- Assigned task -
Repeat word for word the part of the article on the CPR lesson that begins with "Traverso, the community" and ends with "a life-saving shock.".

- Text segment -
· · · · · · ·

Striking a falsetto register, Steve Traverso belted out the chorus of The Bee Gees' "Stayin' Alive" on Wednesday morning in a tiny first-floor Rayburn reception room. "Push to the beat," Traverso instructed the 30 or so Capitol Hill staffers crouched over inflatable dummies on the ornate red carpeting. They pumped their palms into the plastic torsos, listening for the slight "click" that would indicate they were pushing hard enough to save a life.
Traverso, the community CPR manager at the American Heart Association, gave the staffers a 15-minute "hands-only" lesson on what to do when faced with a cardiac emergency. By the end of the brief session, sponsored by AHA and Anthem, Traverso aimed to make the staffers feel confident to perform the life-saving technique without any hesitation. "Even though it's a short lesson, what you get to learn today, you very well may need," Traverso said, after introducing the staffers to the "Mini Anne" mannequins. In addition to CPR, he instructed the small and attentive class on how to use an automated external defibrillators. The portable devices sometimes are found in public places, like airports and airplanes, and can deliver a life-saving shock.
The full certification program for CPR and AED takes three to four hours, but the heart health advocates recognize that not everyone has that kind of time. The training session — offered twice Wednesday — was designed to impart the same critical skills to busy groups like Hill employees. Close to 100 people registered for the classes and about 60 showed up.
Gail Harris-Berry, an AHA volunteer and "heart survivor," explained that time is critical when it comes to cardiac arrest. She learned that lesson firsthand at age 46, when she suffered her first episode.
"Because many times when someone goes into cardiac arrest, if you don't get CPR immediately, the chances are you will die," she explained. Berry also reminded staffers that "cardiovascular disease is the No. 1 killer of humans."
For every minute defibrillation is delayed, the victim’s chance of survival decreases by 10 percent. If it takes an ambulance more than 10 minutes to respond to a 911 call, survival rates drop to zero. About 424,000 Americans fell victim to cardiac arrest last year outside of a hospital, according to AHA, and fewer than 45,000 victims survived. In keeping with the disco theme, organizers passed out gold Mardi Gras-style bead necklaces with "CPR" bling. They were also encouraged to get more training.
"Realistically, we'd love for everyone to get a certification, but we know that people aren't always going to be able to take a half day off work," Traverso said in an interview. The community program is designed to spread skills and awareness, he said, and hopefully make it grow "exponentially."

· · · · · · ·

- The data -
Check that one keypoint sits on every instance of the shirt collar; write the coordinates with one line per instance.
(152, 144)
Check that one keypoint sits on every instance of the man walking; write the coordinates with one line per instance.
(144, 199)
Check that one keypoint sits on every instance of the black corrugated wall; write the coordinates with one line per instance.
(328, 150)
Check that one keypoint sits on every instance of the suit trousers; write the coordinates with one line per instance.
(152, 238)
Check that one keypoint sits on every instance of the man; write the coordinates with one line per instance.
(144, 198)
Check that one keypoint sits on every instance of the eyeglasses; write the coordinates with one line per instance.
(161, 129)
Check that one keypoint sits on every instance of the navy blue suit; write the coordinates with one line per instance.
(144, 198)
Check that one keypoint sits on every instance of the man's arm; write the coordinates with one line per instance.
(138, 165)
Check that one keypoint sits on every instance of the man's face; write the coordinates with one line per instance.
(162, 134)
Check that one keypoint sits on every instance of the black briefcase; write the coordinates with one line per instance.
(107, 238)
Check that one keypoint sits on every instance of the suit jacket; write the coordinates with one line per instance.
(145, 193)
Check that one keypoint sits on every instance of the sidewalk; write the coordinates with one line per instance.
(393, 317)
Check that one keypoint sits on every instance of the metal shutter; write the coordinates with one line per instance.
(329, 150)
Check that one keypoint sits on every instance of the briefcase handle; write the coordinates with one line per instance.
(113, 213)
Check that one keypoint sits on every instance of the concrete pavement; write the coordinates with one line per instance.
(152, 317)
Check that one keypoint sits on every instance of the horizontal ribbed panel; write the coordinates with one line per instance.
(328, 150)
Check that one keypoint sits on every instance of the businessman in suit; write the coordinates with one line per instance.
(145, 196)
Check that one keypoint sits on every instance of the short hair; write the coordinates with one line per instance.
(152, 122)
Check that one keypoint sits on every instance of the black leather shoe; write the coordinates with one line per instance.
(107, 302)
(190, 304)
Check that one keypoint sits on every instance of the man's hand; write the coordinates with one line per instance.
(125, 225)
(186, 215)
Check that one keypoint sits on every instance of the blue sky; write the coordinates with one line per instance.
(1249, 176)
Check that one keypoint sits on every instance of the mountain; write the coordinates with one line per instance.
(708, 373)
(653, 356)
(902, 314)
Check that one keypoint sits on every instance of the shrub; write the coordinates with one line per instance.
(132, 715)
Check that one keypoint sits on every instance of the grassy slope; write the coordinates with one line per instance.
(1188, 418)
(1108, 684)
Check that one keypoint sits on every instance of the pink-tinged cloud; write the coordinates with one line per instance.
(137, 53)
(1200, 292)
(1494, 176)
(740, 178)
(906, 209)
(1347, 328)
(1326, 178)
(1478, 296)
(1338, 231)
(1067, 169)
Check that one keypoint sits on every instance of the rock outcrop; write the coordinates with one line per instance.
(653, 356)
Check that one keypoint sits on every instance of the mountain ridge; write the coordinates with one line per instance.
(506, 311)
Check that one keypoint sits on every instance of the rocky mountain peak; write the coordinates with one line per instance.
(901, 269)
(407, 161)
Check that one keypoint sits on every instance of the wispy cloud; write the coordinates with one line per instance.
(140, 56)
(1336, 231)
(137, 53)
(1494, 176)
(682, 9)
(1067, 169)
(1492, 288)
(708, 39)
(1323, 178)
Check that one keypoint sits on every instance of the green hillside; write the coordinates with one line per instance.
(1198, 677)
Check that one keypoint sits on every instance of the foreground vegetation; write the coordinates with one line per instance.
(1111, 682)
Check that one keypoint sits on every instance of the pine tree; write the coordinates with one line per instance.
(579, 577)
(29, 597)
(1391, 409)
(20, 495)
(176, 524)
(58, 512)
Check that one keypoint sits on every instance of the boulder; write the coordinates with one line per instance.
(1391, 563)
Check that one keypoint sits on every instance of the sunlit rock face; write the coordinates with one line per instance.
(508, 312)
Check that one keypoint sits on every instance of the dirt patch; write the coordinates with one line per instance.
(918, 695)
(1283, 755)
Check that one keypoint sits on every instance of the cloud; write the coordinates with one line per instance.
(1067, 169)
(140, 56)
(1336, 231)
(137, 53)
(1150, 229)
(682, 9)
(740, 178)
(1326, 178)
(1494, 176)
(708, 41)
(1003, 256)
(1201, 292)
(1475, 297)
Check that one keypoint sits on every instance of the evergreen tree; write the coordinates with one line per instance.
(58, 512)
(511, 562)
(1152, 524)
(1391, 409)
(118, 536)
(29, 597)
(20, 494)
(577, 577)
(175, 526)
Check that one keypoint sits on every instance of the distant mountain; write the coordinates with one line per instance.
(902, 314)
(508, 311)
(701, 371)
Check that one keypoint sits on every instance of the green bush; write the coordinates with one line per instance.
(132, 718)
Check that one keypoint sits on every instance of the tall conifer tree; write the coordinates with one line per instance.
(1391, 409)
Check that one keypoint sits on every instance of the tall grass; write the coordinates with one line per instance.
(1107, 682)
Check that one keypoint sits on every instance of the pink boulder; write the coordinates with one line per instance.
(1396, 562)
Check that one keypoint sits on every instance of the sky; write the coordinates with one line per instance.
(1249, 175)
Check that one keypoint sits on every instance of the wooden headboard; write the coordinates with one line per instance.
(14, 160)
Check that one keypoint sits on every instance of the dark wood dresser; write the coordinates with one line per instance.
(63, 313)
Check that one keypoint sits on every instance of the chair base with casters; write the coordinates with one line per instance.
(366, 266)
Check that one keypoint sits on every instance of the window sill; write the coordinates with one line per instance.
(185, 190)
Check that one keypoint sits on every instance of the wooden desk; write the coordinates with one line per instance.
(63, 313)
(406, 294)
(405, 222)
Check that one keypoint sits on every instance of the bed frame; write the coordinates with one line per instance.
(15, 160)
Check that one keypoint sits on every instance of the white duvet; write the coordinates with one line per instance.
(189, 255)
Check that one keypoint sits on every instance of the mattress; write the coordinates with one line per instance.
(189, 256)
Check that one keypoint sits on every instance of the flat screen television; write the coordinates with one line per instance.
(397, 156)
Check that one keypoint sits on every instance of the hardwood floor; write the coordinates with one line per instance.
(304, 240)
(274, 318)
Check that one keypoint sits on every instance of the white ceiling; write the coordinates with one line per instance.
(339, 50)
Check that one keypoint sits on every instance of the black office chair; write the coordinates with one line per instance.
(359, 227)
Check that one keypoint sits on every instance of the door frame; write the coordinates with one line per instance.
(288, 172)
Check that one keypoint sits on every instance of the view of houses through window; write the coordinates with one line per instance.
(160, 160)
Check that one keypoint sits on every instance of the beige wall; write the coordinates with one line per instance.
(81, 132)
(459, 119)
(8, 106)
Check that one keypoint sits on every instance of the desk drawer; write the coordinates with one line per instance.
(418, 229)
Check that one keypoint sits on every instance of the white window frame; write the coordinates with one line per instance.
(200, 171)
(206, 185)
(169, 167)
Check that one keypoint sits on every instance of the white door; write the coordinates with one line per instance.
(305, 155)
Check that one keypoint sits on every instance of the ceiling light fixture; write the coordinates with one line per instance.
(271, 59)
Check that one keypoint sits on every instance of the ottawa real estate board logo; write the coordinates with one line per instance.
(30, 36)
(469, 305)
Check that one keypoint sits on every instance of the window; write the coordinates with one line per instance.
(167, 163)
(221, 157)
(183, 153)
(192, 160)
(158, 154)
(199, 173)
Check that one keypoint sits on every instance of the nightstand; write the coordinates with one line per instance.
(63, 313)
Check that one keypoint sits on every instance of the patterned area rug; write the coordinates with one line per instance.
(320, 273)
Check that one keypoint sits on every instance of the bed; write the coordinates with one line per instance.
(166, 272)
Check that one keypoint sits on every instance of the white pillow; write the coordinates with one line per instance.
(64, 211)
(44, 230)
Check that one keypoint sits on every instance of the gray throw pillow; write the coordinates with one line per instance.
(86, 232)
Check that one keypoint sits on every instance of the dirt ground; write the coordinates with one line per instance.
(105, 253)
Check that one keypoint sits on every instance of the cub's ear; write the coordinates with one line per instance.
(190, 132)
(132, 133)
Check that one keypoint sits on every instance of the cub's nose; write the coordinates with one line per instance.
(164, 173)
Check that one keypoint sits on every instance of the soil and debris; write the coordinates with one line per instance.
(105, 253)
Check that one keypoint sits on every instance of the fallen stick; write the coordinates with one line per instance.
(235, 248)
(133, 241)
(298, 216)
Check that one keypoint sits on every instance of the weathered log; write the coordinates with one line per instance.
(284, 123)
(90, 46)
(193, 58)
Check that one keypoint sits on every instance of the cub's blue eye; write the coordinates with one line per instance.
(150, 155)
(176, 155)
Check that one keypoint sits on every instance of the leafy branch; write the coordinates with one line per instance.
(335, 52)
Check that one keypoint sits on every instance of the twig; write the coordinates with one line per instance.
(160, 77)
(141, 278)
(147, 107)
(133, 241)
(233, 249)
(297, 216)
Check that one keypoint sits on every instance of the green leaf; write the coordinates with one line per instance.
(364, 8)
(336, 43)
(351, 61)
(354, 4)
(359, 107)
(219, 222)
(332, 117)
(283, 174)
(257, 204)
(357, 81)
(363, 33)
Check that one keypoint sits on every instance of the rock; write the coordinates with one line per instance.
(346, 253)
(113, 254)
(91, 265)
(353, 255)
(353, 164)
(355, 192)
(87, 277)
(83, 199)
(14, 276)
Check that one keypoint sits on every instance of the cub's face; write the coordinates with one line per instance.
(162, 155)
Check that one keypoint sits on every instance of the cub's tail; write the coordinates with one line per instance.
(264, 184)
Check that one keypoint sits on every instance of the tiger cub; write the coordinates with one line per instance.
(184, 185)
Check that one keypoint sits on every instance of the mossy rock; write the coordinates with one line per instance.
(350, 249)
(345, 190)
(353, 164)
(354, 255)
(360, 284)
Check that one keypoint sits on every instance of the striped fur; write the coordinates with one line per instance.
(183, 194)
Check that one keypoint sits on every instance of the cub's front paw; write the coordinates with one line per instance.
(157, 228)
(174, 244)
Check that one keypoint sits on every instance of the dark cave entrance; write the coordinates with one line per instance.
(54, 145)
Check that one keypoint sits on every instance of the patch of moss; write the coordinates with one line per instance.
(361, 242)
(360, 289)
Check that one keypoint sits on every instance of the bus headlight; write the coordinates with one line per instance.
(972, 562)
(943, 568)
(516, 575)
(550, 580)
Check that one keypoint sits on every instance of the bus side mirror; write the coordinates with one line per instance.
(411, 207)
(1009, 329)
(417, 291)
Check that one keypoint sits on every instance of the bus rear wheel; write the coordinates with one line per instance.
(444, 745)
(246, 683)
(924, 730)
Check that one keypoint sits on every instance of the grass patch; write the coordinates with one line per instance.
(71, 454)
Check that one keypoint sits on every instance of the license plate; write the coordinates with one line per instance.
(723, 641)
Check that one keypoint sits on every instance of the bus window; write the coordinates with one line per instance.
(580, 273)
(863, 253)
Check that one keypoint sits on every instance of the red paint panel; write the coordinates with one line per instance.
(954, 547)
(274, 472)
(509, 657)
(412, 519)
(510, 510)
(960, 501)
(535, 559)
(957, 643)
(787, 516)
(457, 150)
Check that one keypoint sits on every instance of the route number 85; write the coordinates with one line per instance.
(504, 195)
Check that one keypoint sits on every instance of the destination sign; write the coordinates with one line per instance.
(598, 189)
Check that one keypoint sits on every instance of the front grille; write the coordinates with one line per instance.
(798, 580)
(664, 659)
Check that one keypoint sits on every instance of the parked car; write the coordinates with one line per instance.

· · · · · · ·

- Answer to this exercise -
Traverso, the community CPR manager at the American Heart Association, gave the staffers a 15-minute "hands-only" lesson on what to do when faced with a cardiac emergency. By the end of the brief session, sponsored by AHA and Anthem, Traverso aimed to make the staffers feel confident to perform the life-saving technique without any hesitation. "Even though it's a short lesson, what you get to learn today, you very well may need," Traverso said, after introducing the staffers to the "Mini Anne" mannequins. In addition to CPR, he instructed the small and attentive class on how to use an automated external defibrillators. The portable devices sometimes are found in public places, like airports and airplanes, and can deliver a life-saving shock.